● **YOUR TASK**: Transcribe every record as it stands and set the images aside.
···
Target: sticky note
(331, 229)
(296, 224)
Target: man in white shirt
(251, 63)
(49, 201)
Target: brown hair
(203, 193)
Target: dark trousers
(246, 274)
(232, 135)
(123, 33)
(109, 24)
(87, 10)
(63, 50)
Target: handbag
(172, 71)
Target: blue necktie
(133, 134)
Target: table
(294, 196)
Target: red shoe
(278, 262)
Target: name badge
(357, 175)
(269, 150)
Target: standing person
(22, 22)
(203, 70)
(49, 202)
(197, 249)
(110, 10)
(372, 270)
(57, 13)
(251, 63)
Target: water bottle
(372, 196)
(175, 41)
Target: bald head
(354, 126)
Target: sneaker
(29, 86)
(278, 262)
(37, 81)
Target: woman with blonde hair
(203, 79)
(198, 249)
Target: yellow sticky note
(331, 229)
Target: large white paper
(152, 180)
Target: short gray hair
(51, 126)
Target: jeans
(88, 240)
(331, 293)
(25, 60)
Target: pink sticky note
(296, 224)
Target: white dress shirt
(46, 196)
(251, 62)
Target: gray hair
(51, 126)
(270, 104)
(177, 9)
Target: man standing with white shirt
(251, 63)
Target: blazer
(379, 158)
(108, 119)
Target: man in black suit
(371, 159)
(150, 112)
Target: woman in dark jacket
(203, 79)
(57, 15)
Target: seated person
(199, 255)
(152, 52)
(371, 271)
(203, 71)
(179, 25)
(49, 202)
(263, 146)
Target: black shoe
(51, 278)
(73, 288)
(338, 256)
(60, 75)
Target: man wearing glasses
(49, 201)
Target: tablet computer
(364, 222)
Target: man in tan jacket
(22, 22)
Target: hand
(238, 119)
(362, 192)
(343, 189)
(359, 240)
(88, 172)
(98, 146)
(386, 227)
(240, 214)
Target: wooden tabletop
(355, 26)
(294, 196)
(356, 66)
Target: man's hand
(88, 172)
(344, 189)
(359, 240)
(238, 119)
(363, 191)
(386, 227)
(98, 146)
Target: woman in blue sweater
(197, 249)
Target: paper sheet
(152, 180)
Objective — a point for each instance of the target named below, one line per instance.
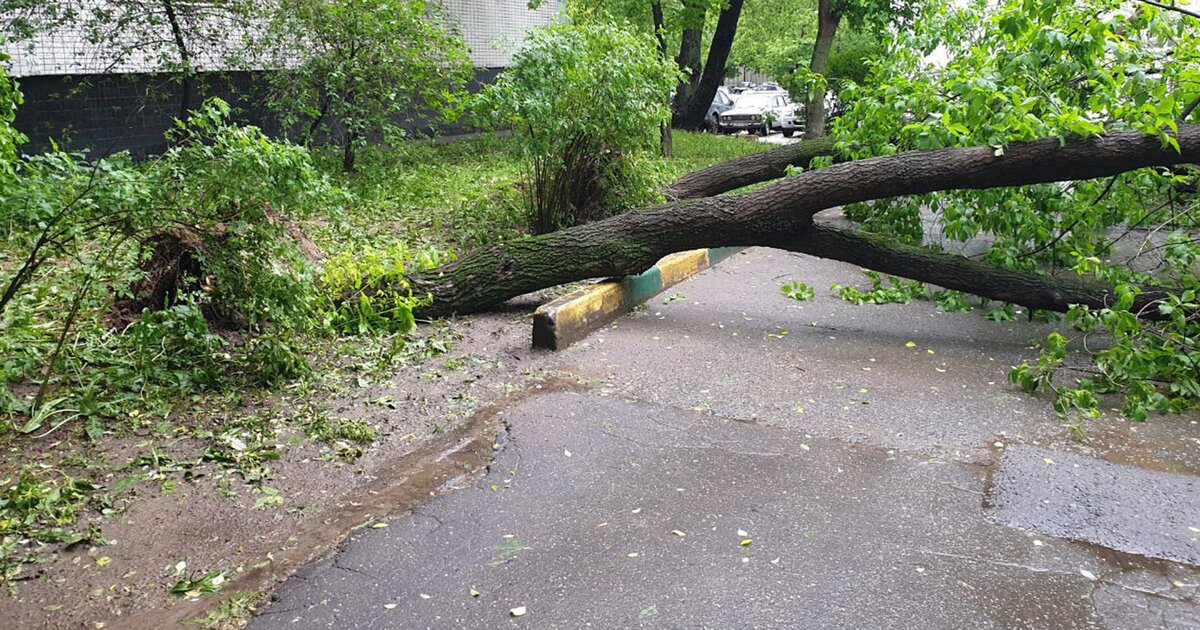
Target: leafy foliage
(366, 65)
(1019, 71)
(586, 100)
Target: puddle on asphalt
(1134, 511)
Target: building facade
(112, 99)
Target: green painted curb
(573, 317)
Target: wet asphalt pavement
(741, 460)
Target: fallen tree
(780, 215)
(958, 273)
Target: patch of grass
(233, 613)
(39, 507)
(694, 151)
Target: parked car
(792, 121)
(756, 112)
(721, 102)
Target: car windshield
(755, 100)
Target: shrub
(366, 65)
(586, 101)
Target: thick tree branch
(958, 273)
(777, 214)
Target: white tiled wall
(491, 29)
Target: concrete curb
(571, 317)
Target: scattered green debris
(797, 291)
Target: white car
(721, 102)
(792, 121)
(756, 112)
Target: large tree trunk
(667, 144)
(814, 111)
(749, 169)
(958, 273)
(185, 59)
(779, 215)
(693, 22)
(714, 69)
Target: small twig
(1171, 7)
(1188, 109)
(58, 348)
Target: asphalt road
(741, 460)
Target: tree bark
(696, 108)
(778, 215)
(814, 111)
(749, 169)
(958, 273)
(185, 59)
(693, 19)
(667, 144)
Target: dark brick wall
(107, 114)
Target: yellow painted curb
(571, 317)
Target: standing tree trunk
(348, 153)
(814, 112)
(665, 129)
(781, 215)
(714, 69)
(693, 21)
(185, 59)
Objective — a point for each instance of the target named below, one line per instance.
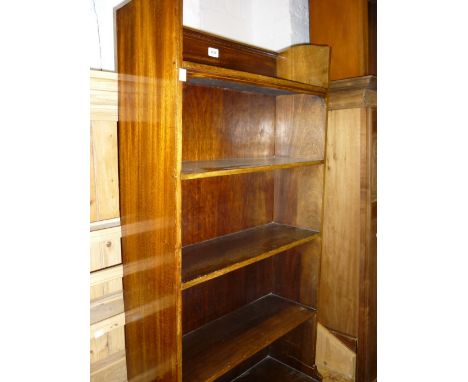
···
● **PROBLEM SOLUTION**:
Target: sticky note
(331, 229)
(296, 224)
Target: man in white shirt
(251, 63)
(49, 201)
Target: brown hair
(203, 193)
Target: dark trousers
(246, 274)
(232, 135)
(123, 33)
(109, 24)
(87, 10)
(63, 50)
Target: handbag
(172, 71)
Target: blue necktie
(133, 134)
Target: table
(294, 196)
Target: red shoe
(278, 262)
Target: name badge
(357, 175)
(269, 150)
Target: standing person
(22, 22)
(203, 70)
(49, 202)
(197, 249)
(110, 10)
(372, 270)
(57, 13)
(251, 63)
Target: water bottle
(372, 196)
(175, 41)
Target: bald head
(354, 126)
Target: sneaker
(29, 86)
(278, 262)
(37, 81)
Target: woman with blonde hair
(203, 79)
(198, 249)
Target: yellow sticky note
(331, 229)
Target: large white paper
(152, 180)
Target: short gray hair
(51, 126)
Target: jeans
(88, 240)
(331, 293)
(25, 60)
Target: pink sticky note
(296, 224)
Target: white dress shirt
(46, 196)
(251, 62)
Target: gray hair
(51, 126)
(270, 104)
(177, 9)
Target: man standing with white shirt
(251, 63)
Target: blazer
(379, 158)
(108, 119)
Target: man in black suit
(371, 159)
(150, 112)
Target: woman in dark jacket
(203, 79)
(57, 15)
Target: seated person
(199, 255)
(152, 52)
(371, 271)
(203, 71)
(179, 25)
(49, 202)
(263, 146)
Target: black shoe
(51, 278)
(73, 288)
(338, 256)
(60, 75)
Target: man wearing glasses
(49, 201)
Target: tablet computer
(364, 222)
Target: man in tan jacket
(22, 22)
Target: hand
(238, 119)
(362, 192)
(343, 189)
(359, 240)
(88, 172)
(98, 146)
(386, 227)
(240, 214)
Target: wooden tabletop
(355, 26)
(294, 196)
(356, 66)
Target: man's hand
(88, 172)
(344, 189)
(359, 240)
(238, 119)
(363, 191)
(386, 227)
(98, 146)
Target: woman in blue sweater
(197, 249)
Target: paper sheet
(152, 180)
Objective — a point for each instance of the target named below, one line per instance.
Target: leafy foliage
(366, 65)
(1019, 71)
(586, 100)
Target: puddle on asphalt
(1134, 511)
Target: building facade
(112, 99)
Target: green painted curb
(573, 317)
Target: wet asphalt pavement
(741, 460)
Target: fallen tree
(780, 215)
(958, 273)
Target: patch of grass
(233, 613)
(39, 507)
(694, 151)
Target: parked car
(792, 121)
(756, 112)
(721, 102)
Target: car windshield
(755, 100)
Target: shrub
(366, 65)
(586, 101)
Target: thick tree branch
(958, 273)
(777, 214)
Target: white tiled wall
(491, 29)
Target: concrete curb
(571, 317)
Target: scattered green debris
(797, 291)
Target: white car
(721, 102)
(792, 121)
(756, 112)
Target: large tree trunk
(667, 144)
(814, 111)
(749, 169)
(958, 273)
(185, 59)
(779, 215)
(693, 22)
(714, 69)
Target: small twig
(1171, 7)
(1188, 109)
(58, 348)
Target: asphalt road
(741, 460)
Target: tree bark
(696, 108)
(778, 215)
(814, 111)
(749, 169)
(958, 273)
(185, 59)
(693, 19)
(667, 144)
Target: dark brick wall
(107, 114)
Target: yellow painted curb
(571, 317)
Target: standing tree trunk
(348, 153)
(814, 112)
(665, 129)
(781, 215)
(714, 69)
(693, 21)
(185, 59)
Objective — a point for each instance of the target named below, one line per instance.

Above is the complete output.